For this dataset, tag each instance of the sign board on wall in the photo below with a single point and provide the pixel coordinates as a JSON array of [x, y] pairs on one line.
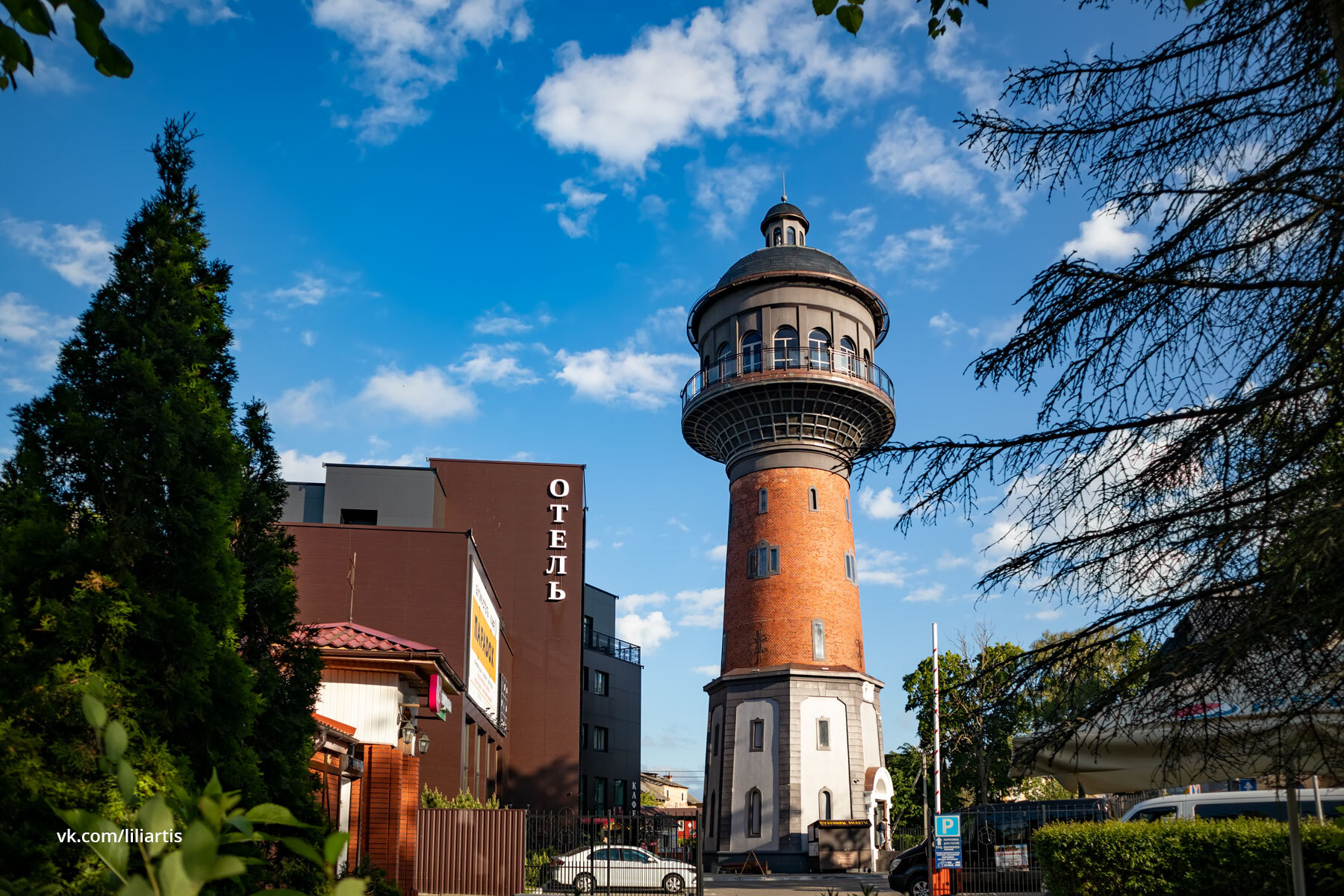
[[483, 657]]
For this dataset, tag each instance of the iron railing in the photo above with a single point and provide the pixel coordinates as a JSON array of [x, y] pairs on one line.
[[612, 647], [827, 361]]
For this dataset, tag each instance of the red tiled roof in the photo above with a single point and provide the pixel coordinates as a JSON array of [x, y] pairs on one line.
[[335, 726], [355, 637]]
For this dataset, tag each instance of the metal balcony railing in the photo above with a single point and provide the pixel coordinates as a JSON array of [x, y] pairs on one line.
[[612, 647], [812, 361]]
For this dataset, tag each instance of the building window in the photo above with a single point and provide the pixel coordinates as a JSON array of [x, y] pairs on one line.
[[819, 348], [600, 795], [851, 355], [358, 517], [764, 561], [752, 352], [785, 347]]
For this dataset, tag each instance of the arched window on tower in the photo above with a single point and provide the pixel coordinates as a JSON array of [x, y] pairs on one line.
[[851, 355], [752, 352], [785, 348], [819, 348]]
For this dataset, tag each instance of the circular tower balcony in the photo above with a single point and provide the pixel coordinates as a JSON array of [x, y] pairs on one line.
[[792, 405]]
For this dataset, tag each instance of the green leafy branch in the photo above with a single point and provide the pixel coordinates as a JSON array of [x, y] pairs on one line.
[[35, 16], [184, 841]]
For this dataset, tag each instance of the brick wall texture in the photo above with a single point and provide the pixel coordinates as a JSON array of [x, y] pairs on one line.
[[811, 583]]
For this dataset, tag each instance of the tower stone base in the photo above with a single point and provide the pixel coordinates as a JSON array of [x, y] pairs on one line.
[[788, 744]]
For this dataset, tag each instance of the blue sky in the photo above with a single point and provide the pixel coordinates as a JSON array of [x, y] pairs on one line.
[[455, 225]]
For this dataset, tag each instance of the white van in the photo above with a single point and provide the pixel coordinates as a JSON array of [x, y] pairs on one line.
[[1236, 803]]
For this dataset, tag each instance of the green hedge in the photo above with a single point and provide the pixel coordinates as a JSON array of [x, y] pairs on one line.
[[1246, 857]]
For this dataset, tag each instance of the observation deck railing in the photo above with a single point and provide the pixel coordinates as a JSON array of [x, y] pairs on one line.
[[769, 361]]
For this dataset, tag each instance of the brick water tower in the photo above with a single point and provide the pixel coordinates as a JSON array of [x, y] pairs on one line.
[[786, 398]]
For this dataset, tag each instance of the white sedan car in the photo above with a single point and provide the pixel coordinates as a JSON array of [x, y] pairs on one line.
[[594, 868]]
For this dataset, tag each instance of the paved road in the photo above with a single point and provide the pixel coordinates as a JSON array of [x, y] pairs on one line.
[[803, 884]]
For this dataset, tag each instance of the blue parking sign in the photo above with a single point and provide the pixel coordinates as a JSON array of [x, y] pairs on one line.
[[947, 825]]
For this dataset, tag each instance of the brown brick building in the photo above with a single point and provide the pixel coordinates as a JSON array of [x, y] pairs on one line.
[[786, 398]]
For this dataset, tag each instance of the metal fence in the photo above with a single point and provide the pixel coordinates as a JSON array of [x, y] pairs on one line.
[[998, 849], [636, 853]]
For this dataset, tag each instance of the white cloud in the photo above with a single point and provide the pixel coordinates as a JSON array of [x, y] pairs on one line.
[[78, 254], [700, 608], [495, 364], [305, 405], [308, 290], [578, 208], [641, 379], [636, 602], [930, 594], [34, 328], [425, 394], [307, 467], [1104, 237], [772, 66], [880, 567], [405, 50], [648, 632], [503, 321], [727, 193], [927, 249], [914, 158], [856, 225], [880, 505], [144, 15], [951, 561]]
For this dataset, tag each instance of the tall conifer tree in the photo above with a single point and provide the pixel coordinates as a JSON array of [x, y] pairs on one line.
[[139, 541]]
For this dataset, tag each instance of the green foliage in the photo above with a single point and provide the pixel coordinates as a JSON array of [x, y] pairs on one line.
[[435, 798], [1184, 859], [186, 841], [903, 766], [979, 719], [35, 16], [139, 539], [940, 13]]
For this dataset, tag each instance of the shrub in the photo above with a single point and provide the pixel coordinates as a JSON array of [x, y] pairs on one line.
[[1248, 857]]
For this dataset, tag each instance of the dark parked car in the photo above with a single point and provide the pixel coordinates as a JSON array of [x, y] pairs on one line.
[[996, 852]]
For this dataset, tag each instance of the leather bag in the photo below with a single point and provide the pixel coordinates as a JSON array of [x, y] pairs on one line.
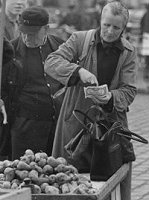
★ ★ ★ ★ ★
▶ **Exercise**
Turn all of the material above into a numbered list with one entry per line. Skip any blank lines and leave the pictures out.

▶ **Problem solution**
1. For this dataset, tag each instance of the sign board on wall in the photo below with a single point and provide the pixel coordinates as a JSON array of [x, y] pairs on one line.
2. [[483, 657]]
3. For this dataset, tag each instance of the iron railing in the photo above with a single point and provide the pixel coordinates as a JSON array of [x, y] pairs on one line.
4. [[612, 647], [827, 361]]
5. For this dataset, tag each instance of the red tiled roof in the photo above with a single point and provide the pixel coordinates as a JSON array of [x, y] pairs on one line.
6. [[335, 726], [355, 637]]
7. For this dataset, tag each instance of the metal balcony railing in the photo above with a single point and provide the pixel coordinates as a JSON array of [x, y] pairs on one line.
8. [[612, 647], [812, 361]]
9. For this dataset, tag each instance of the building window in the photo above with a single point and provide the pixel coordinates as a JSON array of [x, y] pairs on one line.
10. [[819, 348], [600, 795], [851, 355], [358, 517], [764, 561], [752, 352], [785, 347]]
11. For this dataset, tag each instance of the arched window on tower in the photo above with a single point and provide the pixel coordinates as a JSON array of [x, y] pairs on one line.
12. [[851, 355], [752, 352], [785, 348], [819, 348]]
13. For this dataset, tag each instance of the circular tower balcony in the photo above with a single point and provide the pixel coordinates as a JSON array of [x, y] pairs on one line.
14. [[792, 405]]
15. For this dataset, tag each instance of the green leafy branch in the photo above with a single point and provide the pixel coordinates as a JSON array of [x, y] pairs on one line.
16. [[35, 16], [184, 841]]
17. For this dataset, tag each instance of the brick wall texture in the photo above with a single point and provide the pixel coordinates as a JSON array of [x, y] pairs on one line.
18. [[811, 583]]
19. For this dataset, tag each instance of the tower stone base in the photo above with a single point and provide the pixel coordinates as a JSON array of [x, y] pairs on one line.
20. [[788, 744]]
21. For this dataset, tag each instance of the blue sky in the photo above with a single point and provide the pixel coordinates as a JSON array of [x, y] pairs on one line.
22. [[455, 225]]
23. For this dataset, tag each instance of the white van in the photo above with a single point and provide the pixel coordinates as a JSON array of [x, y] pairs on one line.
24. [[1236, 803]]
25. For this dataset, tag each instance of the green hedge in the photo above with a single point and provide the pixel coordinates as a JSON array of [x, y] pairs on one line.
26. [[1246, 857]]
27. For this dataset, tag each instance of the observation deck railing in the photo above with a single point and provide the pixel coordinates as a JSON array of [x, y] pairs on one line.
28. [[769, 361]]
29. For this dataset, tag each instance of the brick water tower in the photo above with a single point and provide the pixel coordinates as a JSON array of [x, y] pairs on one line.
30. [[786, 398]]
31. For this dataset, tag each instance of the white sedan car in the photo above with a single point and provide the pixel coordinates as a JSON array of [x, y] pairs on one line.
32. [[594, 868]]
33. For this dataset, tag each instance of the paved road in the photo above with a single point and provide the pixel coordinates as a JSON array of [x, y] pairs on one line.
34. [[803, 884]]
35. For this dataset, tag each instance of the blue parking sign in the photo above with a single point and provide the pixel coordinates as a JSON array of [x, y] pairs on one line.
36. [[947, 825]]
37. For this dataset, tag each instance of the brown brick building in the photo above with a single point and provide the pixel coordinates as a JSON array of [x, y] pairs on one line.
38. [[786, 398]]
39. For this dataset, tag each instance of the metal fence in the photo above with a single point and provide the pixel coordinates as a JSON array of [x, y] pairs on one line.
40. [[998, 849], [636, 853]]
41. For this dataset, tag each instance of the white cloud in the photo above with a single point and provide the pixel coordinates as a JSON array of [x, y] pairs on one line.
42. [[78, 254], [700, 608], [495, 364], [305, 405], [308, 290], [578, 208], [641, 379], [636, 602], [930, 594], [34, 328], [425, 394], [307, 467], [1104, 237], [772, 66], [880, 567], [405, 50], [648, 632], [503, 321], [727, 193], [927, 249], [914, 158], [856, 225], [880, 505], [144, 15], [951, 561]]
43. For this dataset, tag each instance of the tall conifer tree in the photo above with a single point and provide the pixel coordinates as a JSON array of [x, y] pairs on one line.
44. [[139, 541]]
45. For this dataset, tag each instance of the green foliage in the photo above with a single point and provide the pixel coordinates as a JSON array of [x, y] pairs on one line.
46. [[435, 798], [1184, 859], [186, 841], [903, 766], [979, 719], [35, 16], [139, 539], [940, 13]]
47. For this dataset, tag each instance of the shrub in the photo above with a single point and provide the pixel coordinates as a JSON array of [x, y] pairs on one line.
48. [[1248, 857]]
49. For this dataset, tag each instance of the dark parked car in the photo above with a single point and provide the pixel coordinates as a JSON array of [x, y] pairs on one line.
50. [[996, 852]]
51. For this dataset, tag each instance of the leather bag in the photo below with a single point and provide the pixel coordinates as a JSON array of [x, y] pairs on one line.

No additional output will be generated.